Problems and tasks -
• a. Summarize the text on the dementia care grant in two sentences.
• b. According to the text on the dementia care grant, roughly what share of individuals with dementia experience related behavioral and psychological symptoms?

[[ Text block open ]]

Art Walaszek, MD, has been awarded a $200,000 Opportunity Grant from the Wisconsin Partnership Program for the project “Enabling Clinicians and Health care Trainees to Improve the Care of Wisconsin Residents Living with Dementia.”

This project will help train future health care professionals to detect and treat dementia and help current health care providers to better assess and manage the behavioral and psychological symptoms of dementia.

The project, led by Walaszek, professor of psychiatry, and co-investigator Cynthia Carlsson, MD, MS, associate professor of medicine and director of the Wisconsin Alzheimer’s Institute, will address a critical issue in Wisconsin, where the number of individuals with Alzheimer’s disease continues to grow, and accurate diagnosis of dementia remains challenging.

Certain populations, including African American and Latinx adults and those living in rural communities, are at even higher risk for delays in diagnosis of Alzheimer’s.

By providing new resources to the clinicians within this network and by developing a new curriculum for future health care providers, this highly innovative project truly has the potential to transform the diagnosis and care of patients with dementia.

Richard Moss

In addition to the challenge of accurate and timely diagnosis, approximately 90 percent of individuals with dementia experience related behavioral and psychological symptoms, including depression, physical aggression, wandering, paranoia and refusing needed care. These symptoms threaten quality of life and increase the risk of institutionalization, hospitalization and elder abuse. Both those with dementia and their caregivers are at higher risk of injury as well.

Through the expansive Wisconsin Alzheimer’s Institute Dementia Diagnostic Clinic Network, this project will meet a significant need for additional training in the diagnosis and management of the behavioral and psychological symptoms of dementia. It aims to enhance physicians’ knowledge and skills to effectively manage these symptoms, and will develop a curriculum for medical students, residents and fellows that will expand future health care providers’ ability to diagnose and care for culturally diverse patients with dementia.

[[ Text block closed ]]
[[ Exercise data open ]]

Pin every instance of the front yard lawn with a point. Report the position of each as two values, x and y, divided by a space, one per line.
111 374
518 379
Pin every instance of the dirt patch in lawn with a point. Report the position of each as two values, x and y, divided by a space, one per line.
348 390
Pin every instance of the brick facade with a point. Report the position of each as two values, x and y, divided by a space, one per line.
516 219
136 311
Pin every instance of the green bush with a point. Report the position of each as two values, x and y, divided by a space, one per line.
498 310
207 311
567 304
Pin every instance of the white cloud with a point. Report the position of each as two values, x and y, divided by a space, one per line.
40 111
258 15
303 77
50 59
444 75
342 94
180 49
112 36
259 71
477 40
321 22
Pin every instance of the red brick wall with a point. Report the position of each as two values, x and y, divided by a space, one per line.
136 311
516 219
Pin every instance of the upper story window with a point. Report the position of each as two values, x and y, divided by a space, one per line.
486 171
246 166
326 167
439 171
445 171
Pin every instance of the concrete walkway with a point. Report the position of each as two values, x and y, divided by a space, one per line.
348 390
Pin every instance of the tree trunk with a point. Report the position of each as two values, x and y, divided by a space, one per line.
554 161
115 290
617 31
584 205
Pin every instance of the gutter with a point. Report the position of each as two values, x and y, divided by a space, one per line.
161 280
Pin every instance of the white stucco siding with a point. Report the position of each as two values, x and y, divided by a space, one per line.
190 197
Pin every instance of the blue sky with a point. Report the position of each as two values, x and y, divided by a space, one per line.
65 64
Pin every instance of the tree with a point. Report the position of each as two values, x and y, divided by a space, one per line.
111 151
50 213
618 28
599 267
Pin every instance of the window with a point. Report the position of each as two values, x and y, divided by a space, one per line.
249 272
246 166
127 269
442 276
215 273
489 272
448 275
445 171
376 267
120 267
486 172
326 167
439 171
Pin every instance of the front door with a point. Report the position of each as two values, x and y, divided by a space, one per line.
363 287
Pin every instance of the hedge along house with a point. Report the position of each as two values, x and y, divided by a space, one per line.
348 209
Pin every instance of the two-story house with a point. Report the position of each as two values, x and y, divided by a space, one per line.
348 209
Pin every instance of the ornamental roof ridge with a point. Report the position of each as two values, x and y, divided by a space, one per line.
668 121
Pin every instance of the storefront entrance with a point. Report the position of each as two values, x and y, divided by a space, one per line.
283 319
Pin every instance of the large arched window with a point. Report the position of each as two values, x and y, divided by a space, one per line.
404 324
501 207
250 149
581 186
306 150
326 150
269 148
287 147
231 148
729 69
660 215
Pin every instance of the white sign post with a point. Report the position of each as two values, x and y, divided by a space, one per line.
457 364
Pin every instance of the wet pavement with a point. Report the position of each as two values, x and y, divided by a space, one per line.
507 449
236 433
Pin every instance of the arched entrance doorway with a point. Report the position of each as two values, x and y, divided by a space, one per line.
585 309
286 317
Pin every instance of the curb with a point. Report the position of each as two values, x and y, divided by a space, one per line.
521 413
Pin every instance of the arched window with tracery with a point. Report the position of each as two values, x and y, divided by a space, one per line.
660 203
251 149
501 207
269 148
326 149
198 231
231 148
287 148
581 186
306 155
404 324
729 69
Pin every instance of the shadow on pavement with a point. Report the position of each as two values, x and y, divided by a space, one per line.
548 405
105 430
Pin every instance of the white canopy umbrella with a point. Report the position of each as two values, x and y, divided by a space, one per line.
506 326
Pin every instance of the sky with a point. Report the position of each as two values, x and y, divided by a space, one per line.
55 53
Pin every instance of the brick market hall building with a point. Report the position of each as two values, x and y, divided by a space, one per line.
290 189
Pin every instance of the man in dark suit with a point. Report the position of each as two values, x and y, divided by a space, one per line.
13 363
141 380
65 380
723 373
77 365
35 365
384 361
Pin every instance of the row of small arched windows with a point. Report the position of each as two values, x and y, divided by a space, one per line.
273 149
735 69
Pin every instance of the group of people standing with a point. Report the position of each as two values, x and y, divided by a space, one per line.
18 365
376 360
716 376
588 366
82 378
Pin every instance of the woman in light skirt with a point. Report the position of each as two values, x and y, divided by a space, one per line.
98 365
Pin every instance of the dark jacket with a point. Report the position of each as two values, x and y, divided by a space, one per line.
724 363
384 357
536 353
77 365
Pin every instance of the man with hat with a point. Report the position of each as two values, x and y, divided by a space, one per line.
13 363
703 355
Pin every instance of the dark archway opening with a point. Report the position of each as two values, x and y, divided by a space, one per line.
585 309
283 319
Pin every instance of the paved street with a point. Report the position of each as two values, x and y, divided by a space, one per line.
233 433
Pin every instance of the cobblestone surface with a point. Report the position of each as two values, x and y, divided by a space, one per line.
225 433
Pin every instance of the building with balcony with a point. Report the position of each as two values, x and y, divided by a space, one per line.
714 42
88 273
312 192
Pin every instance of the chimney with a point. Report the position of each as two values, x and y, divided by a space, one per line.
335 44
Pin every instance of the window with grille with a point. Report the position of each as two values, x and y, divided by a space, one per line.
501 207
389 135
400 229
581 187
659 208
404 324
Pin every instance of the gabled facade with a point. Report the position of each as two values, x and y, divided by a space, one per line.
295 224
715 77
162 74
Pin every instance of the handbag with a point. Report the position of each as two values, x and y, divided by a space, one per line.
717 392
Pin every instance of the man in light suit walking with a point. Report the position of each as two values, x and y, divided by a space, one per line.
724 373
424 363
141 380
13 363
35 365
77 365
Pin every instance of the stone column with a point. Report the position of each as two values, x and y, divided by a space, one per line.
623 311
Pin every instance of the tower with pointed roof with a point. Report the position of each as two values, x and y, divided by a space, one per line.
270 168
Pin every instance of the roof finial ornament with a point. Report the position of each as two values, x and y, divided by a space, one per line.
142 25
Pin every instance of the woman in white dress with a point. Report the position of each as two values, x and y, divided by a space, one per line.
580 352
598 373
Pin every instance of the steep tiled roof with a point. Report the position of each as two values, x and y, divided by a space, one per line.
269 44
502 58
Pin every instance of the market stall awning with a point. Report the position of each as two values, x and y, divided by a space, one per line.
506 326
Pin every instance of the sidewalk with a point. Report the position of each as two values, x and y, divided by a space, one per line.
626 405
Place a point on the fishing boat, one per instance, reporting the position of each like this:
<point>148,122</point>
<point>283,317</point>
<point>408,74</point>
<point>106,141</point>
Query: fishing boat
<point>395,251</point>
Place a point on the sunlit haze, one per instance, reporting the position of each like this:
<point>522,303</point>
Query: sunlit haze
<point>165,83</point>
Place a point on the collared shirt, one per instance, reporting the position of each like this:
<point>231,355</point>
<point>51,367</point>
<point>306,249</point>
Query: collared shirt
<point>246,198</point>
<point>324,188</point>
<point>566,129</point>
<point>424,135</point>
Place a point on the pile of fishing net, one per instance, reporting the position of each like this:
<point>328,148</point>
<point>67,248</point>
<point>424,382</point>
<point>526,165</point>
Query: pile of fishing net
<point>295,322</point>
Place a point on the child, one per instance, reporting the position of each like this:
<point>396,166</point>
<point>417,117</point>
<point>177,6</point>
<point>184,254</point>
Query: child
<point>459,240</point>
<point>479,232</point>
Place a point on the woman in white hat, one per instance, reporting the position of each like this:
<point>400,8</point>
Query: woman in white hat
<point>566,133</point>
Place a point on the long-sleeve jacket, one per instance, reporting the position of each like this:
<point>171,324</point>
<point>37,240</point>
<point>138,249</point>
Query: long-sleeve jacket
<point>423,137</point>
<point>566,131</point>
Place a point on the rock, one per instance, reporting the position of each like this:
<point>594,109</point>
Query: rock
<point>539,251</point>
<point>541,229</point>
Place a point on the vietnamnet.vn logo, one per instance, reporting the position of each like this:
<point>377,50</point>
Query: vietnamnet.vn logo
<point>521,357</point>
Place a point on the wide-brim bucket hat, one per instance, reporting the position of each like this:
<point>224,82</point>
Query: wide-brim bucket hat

[[ Exercise data closed ]]

Answers for the exercise -
• a. Art Walaszek, MD, has received a $200,000 Opportunity Grant from the Wisconsin Partnership Program for a project, with co-investigator Cynthia Carlsson, that will train future health care professionals to detect and treat dementia and help current providers better assess and manage its behavioral and psychological symptoms. Working through the Wisconsin Alzheimer's Institute Dementia Diagnostic Clinic Network, the project aims to enhance physicians' knowledge and skills and to develop a curriculum for medical students, residents and fellows on diagnosing and caring for culturally diverse patients with dementia.

• b. Approximately 90 percent.